Named-object pointing records:
* * * *
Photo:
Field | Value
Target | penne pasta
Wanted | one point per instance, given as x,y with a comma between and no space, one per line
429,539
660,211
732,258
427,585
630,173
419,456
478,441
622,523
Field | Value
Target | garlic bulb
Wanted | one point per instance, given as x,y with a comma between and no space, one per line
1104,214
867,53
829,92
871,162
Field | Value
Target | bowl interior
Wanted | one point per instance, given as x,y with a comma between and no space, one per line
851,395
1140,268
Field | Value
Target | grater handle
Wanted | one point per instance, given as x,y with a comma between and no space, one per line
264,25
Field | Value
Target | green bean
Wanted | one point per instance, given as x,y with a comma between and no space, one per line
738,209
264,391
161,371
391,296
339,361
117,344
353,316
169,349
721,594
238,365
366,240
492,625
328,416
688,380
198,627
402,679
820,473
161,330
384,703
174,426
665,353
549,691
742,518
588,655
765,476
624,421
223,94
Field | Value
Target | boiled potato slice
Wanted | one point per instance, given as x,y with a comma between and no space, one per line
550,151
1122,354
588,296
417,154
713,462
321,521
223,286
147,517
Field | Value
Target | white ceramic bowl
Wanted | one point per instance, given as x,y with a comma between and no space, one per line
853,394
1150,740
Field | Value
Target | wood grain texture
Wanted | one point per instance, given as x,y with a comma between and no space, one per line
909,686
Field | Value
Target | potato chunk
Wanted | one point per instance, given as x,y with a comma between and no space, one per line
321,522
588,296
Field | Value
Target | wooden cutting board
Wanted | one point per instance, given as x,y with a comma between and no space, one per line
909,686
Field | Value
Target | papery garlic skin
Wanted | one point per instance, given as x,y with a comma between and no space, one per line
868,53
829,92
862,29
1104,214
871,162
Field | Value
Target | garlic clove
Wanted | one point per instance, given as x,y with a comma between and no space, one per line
* * * *
## REQUIREMENTS
Repeat every line of the material exactly as given.

## RESULT OF THIS EXERCISE
Photo:
Field | Value
Target | penne pasta
Wanted | one point per instance, given as x,y with a comma between and no space, one per line
429,539
660,211
732,258
427,585
630,173
419,456
478,441
622,523
Field | Value
Target | garlic bulb
Wanted | one point per instance, given as x,y with a comma between and no space, one per line
1104,214
867,53
829,92
871,162
Field | Value
Target | bowl interior
Wanted | one point per instance, given as x,y with a comma between and no space, one per line
851,395
1140,268
Field | Value
Target | grater handle
Wanted | one point per instance, given as x,y with a comma between and no space, one per line
264,25
Field | Value
Target | green bean
Wanted | one point per instance, given as x,y with a comma between and no space, one per line
738,209
264,391
161,371
391,296
339,361
117,344
353,316
169,349
721,594
238,365
366,240
492,625
328,416
688,380
198,627
402,679
820,473
161,330
384,703
174,426
665,353
549,691
742,518
588,655
765,476
624,421
223,94
Field | Value
Target | boiled potato slice
Wanted | one point per instance, given as x,y with a comma between and no space, one per line
550,151
1122,354
588,296
417,154
713,462
321,521
223,286
147,517
Field | Value
Target | white ceramic bowl
Wanted | one point per instance, given as x,y with a comma between and no space, one per line
853,394
1150,740
Field | Value
Target | wood grain texture
Wanted | one point per instance, given as x,y with a comma between and no space, one per line
909,686
Field | Value
Target | potato chunk
Wanted | one point per instance, given as x,y with a comma between and no space, one per line
321,522
588,296
Field | Value
Target | wooden cutting board
Wanted | one point per instance, given as x,y with a comma between and no space, one per line
909,686
Field | Value
Target | papery garlic skin
Wanted | one point per instance, given as x,y with a comma between and no space, one per line
868,53
829,92
862,29
1104,214
871,162
Field | Value
Target | garlic clove
Wanted | one point per instance, given as x,y with a comma between and no space, one per line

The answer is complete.